■ DOCUMENT SECTION ■
Well, If your Deluxe 24 is like my Deluxe 28, this is how the Auger and Drive wheels engage.

Auger: When you press the lever on the grip, it moves the tension wheels against the auger belts that drive the auger.

Drive Wheels: When pressing the drive lever it swings the swing plate into the tension wheel on the axle. The swing plate has a belt running from it to the motor.


----------



## Vincent_Diesel (Feb 15, 2016)

skutflut said:


> Glad everything is working well.
> By the way, didn't you hear the news? There will be no more snow in MA this year, at least not enough to break out the snowblower.


Yeah I have a hunch we are done this season. Trailing record snowfalls from previous year (120+ inches) I thought I'd be prepared this year with this new Ariens—Old Craftsman manhandled that blizzard and quite sad to retire it.

I grew up in Brampton just SE of your neck of the woods BTW. Hello!


----------



## Vincent_Diesel (Feb 15, 2016)

Drifty said:


> Well, If your Deluxe 24 is like my Deluxe 28, this is how the Auger and Drive wheels engage.
> 
> Auger: When you press the lever on the grip, it moves the tension wheels against the auger belts that drive the auger.
> 
> Drive Wheels: When pressing the drive lever it swings the swing plate into the tension wheel on the axle. The swing plate has a belt running from it to the motor.


What I love about the Ariens Deluxe (Did get to check out a Husqvarna from neighbors) is that it really is a simple design, no bells and whistles that I don't need (hand warmers), looks like maintenance is easier and the legacy of these machines are proven.


----------



## RedOctobyr (Mar 2, 2014)

I was always a bit skeptical of handwarmers, myself  Here in MA, most of the time when it snows, it's not also super-cold. I've gotten along fine without them for years. 

But last winter was my first season with handwarmers. And we had a bunch of cold storms, some with decent wind. I have to say, I suddenly really appreciated having them. I tried starting out with them turned off for one storm, and my fingers were really getting cold, then flicked a switch and it was fine.

■ DIRECTIONS ■
1 – Take the rows starting at the line containing "shirt as a single point per instance." and ending at the line containing "grass as a single point per instance.", swap "truck wheel" for "tire", and write those lines out again with nothing else altered.
2 – Carry on the snowblower forum thread from the point where it stops.
The rows that come next are unrelated to the snowblower forum thread above.

■ ENTRIES PROVIDED ■
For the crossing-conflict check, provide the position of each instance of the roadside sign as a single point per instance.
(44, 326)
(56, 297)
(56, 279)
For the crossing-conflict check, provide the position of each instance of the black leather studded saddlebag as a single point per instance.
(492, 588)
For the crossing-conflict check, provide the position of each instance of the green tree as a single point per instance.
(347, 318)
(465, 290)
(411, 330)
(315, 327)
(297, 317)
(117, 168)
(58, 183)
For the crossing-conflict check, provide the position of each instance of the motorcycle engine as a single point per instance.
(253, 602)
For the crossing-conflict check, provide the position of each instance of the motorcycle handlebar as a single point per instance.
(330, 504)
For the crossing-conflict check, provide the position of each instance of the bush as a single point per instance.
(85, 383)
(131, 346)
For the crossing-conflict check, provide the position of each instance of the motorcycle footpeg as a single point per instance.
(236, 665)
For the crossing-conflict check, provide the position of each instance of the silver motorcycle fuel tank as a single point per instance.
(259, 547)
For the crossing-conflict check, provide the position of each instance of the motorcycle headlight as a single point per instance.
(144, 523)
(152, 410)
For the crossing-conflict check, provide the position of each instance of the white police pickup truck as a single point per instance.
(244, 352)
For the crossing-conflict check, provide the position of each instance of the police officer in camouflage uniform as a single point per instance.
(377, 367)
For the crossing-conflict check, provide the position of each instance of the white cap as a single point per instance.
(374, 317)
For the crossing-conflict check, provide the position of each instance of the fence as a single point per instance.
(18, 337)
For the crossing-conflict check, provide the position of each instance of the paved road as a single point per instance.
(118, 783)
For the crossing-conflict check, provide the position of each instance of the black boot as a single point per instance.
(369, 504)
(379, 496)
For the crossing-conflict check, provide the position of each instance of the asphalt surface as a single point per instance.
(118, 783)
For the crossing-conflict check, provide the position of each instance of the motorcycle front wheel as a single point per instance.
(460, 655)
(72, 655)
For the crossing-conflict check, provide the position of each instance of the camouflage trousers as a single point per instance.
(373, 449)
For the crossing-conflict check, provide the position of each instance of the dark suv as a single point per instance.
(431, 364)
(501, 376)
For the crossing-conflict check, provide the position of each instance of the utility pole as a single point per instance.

==

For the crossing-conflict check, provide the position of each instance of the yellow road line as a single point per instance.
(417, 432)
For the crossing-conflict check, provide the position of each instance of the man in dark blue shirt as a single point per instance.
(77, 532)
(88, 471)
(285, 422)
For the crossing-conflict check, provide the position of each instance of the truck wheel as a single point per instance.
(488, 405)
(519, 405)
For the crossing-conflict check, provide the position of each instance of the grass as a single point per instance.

■ SET OF ANSWERS ■
1 –
For the crossing-conflict check, provide the position of each instance of the man in dark blue shirt as a single point per instance.
(77, 532)
(88, 471)
(285, 422)
For the crossing-conflict check, provide the position of each instance of the tire as a single point per instance.
(488, 405)
(519, 405)
For the crossing-conflict check, provide the position of each instance of the grass as a single point per instance.

2 –
For anyone curious, some machines come with enough alternator power to run handwarmers even if they aren't installed, and there are threads on SBF about getting (snowmobile?) handwarmers for really cheap (about $10 or less) off eBay. Then wiring them up to the alternator, and off you go. 

See this thread: 
http://www.snowblowerforum.com/forum/ariens-snowblowers/15737-need-heated-hand-grips.html

One person said his alternator didn't have enough power to run his light *and* heated grips. So he installed a switch to select either powering the light, or the heated grips, or neither. So if you had a light already, that might be a way to at least have an option for warm fingers, if you could get by without the light.

An example listing that ships from the US, for $6.50: 
http://www.ebay.com/itm/Motorcycle-...ash=item48888f061e:g:RiwAAOSwhcJWJv6G&vxp=mtr


----------



## Vincent_Diesel (Feb 15, 2016)

RedOctobyr said:


> I was always a bit skeptical of handwarmers, myself  Here in MA, most of the time when it snows, it's not also super-cold. I've gotten along fine without them for years.
> 
> But last winter was my first season with handwarmers. And we had a bunch of cold storms, some with decent wind. I have to say, I suddenly really appreciated having them. I tried starting out with them turned off for one storm, and my fingers were really getting cold, then flicked a switch and it was fine.
> 
> ...


Interesting read. Do you know if the Ariens hand warmer kit bolts on directly? with no modifications? The price of the kit doesn't seem too bad.


----------



## RedOctobyr (Mar 2, 2014)

Vincent_Diesel said:


> Interesting read. Do you know if the Ariens hand warmer kit bolts on directly? with no modifications? The price of the kit doesn't seem too bad.


I don't know, sorry. I would start by looking for any "empty" wires with plugs coming from the engine. Wherever the power comes from for your light (assuming it has one), see if there's a second, unused cable coming from the engine. 

It's possible the engine could have another power cable that's not used, which would make things easier. If it doesn't, you'd need to tap into the existing power cable to add heated grips.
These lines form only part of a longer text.